[TEXT BLOCK]
▶

At The Armory Show 2022, David Zwirner will feature a two-artist presentation of new work by Huma Bhabha, who joined the gallery earlier this year, and Chris Ofili. Both artists have long admired each other’s work and practices.

Bhabha’s sculptures and drawings further the artist’s long-term engagement with the expressive possibilities of the figure, as well as her inventive manipulation of material and form. At the entrance to the booth, a 6-foot-tall totemic figure stands as if a guard or greeter. Constructed from cork and styrofoam, the artist’s hand is evident throughout the sculpture’s formidable body, the material revealing where she has chiseled knees, buttocks, abdomen, and breasts, and where she has painted eyes, a nose, and a mouth. Inside, the booth will feature two new busts composed of plaster, clay, wood, and styrofoam. Raised on integrated pedestals that engage found material as much as they evoke landscapes, these sculptures feature multiple faces as seen in the round. Bhabha unifies the various materials in her sculptures with an expressionistic application of acrylic paint, creating richly textured figures that are highly abstracted, yet deeply human.  

Also on view will be a selection of Bhabha’s large-scale drawings with collage that are created using found imagery, pastel, acrylic, and washes of ink. Inspired by German expressionism, H. R. Giger, Francis Picabia, anime, and science fiction, in these works on paper, the artist layers anthropomorphic faces onto a single figure and uses photographs of animals, such as penguins, wolves, and a chimpanzee, in place of their eyes.

Ofili will debut three new paintings, as well as recent related works, many of which feature characters and stories from Greek and Roman mythology. Vibrant, symbolic, and enigmatic, Ofili’s compositions combine a diverse range of aesthetic and cultural sources. In some works on view, he pays tribute to the late Trinidadian artists Boscoe Holder and Embah. In others, Ofili portrays characters from the classical canon in lush palettes accented with shimmering gold leaf, taking inspiration from Emily Wilson’s 2017 translation of Homer’s Odyssey and the elegant figural contortions of Vaslav Nijinsky and Sergei Diaghilev’s 1912 modernist ballet adaptation of Claude Debussy’s symphonic tone poem “Prélude à l’après-midi d’un faune” (1894).

◀

[REQUIREMENT 1]
Copy out part of the exhibition text word for word, starting at "At The Armory" and ending at "work and practices.".
[REQUIREMENT 2]
Translate this sentence from the exhibition text into Spanish: "At the entrance to the booth, a 6-foot-tall totemic figure stands as if a guard or greeter."

[Data items]
▶

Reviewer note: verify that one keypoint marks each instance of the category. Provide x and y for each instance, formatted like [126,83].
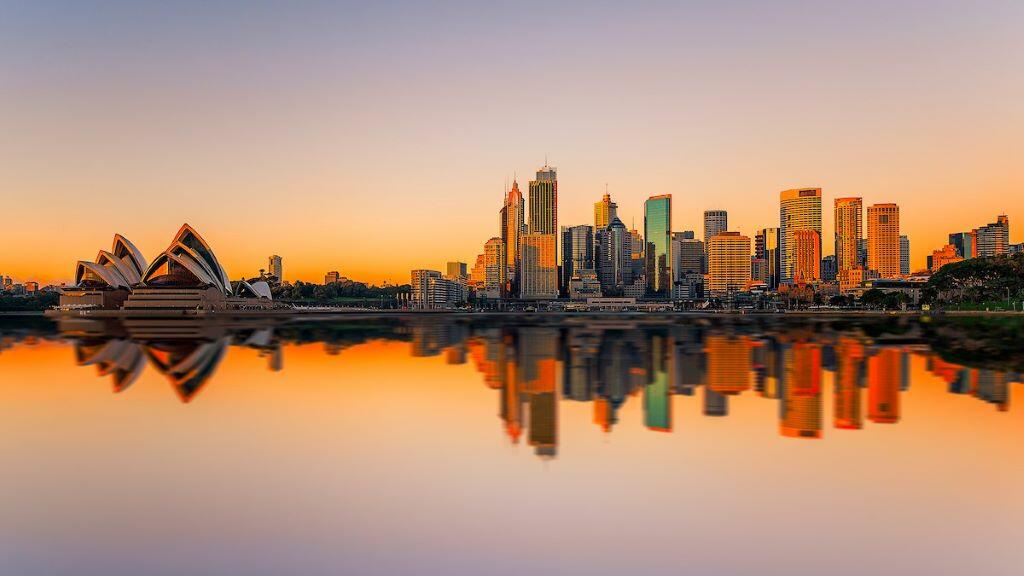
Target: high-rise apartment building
[766,247]
[807,255]
[716,221]
[495,268]
[544,202]
[829,270]
[687,265]
[604,212]
[614,258]
[883,240]
[657,233]
[904,255]
[539,268]
[849,231]
[966,244]
[993,239]
[728,262]
[276,268]
[578,252]
[513,227]
[945,255]
[799,209]
[456,271]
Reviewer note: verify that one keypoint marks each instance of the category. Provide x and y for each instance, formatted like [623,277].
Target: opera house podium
[185,279]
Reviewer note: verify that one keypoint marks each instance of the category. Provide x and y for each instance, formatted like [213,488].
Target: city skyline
[324,148]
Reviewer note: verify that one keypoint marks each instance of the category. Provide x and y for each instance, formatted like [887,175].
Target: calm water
[433,446]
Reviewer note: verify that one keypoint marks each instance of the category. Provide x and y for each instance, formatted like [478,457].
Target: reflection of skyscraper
[802,392]
[538,351]
[883,385]
[993,388]
[511,400]
[715,404]
[850,358]
[656,395]
[275,266]
[729,363]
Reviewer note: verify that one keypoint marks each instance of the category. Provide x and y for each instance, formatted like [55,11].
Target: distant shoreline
[345,313]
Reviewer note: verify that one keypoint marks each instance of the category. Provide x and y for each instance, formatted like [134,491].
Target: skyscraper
[544,202]
[604,212]
[687,265]
[966,244]
[799,209]
[904,255]
[495,268]
[275,268]
[993,239]
[657,233]
[728,263]
[455,271]
[614,260]
[807,255]
[883,240]
[578,252]
[716,221]
[512,230]
[849,230]
[539,266]
[766,247]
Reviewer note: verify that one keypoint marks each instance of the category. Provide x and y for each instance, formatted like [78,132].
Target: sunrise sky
[377,137]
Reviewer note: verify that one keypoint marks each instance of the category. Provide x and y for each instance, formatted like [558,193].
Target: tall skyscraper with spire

◀

[TASK OUTPUT 1]
At The Armory Show 2022, David Zwirner will feature a two-artist presentation of new work by Huma Bhabha, who joined the gallery earlier this year, and Chris Ofili. Both artists have long admired each other’s work and practices.

[TASK OUTPUT 2]
A la entrada del stand, una figura totémica de 6 pies de altura se alza como si fuera un guardia o un anfitrión.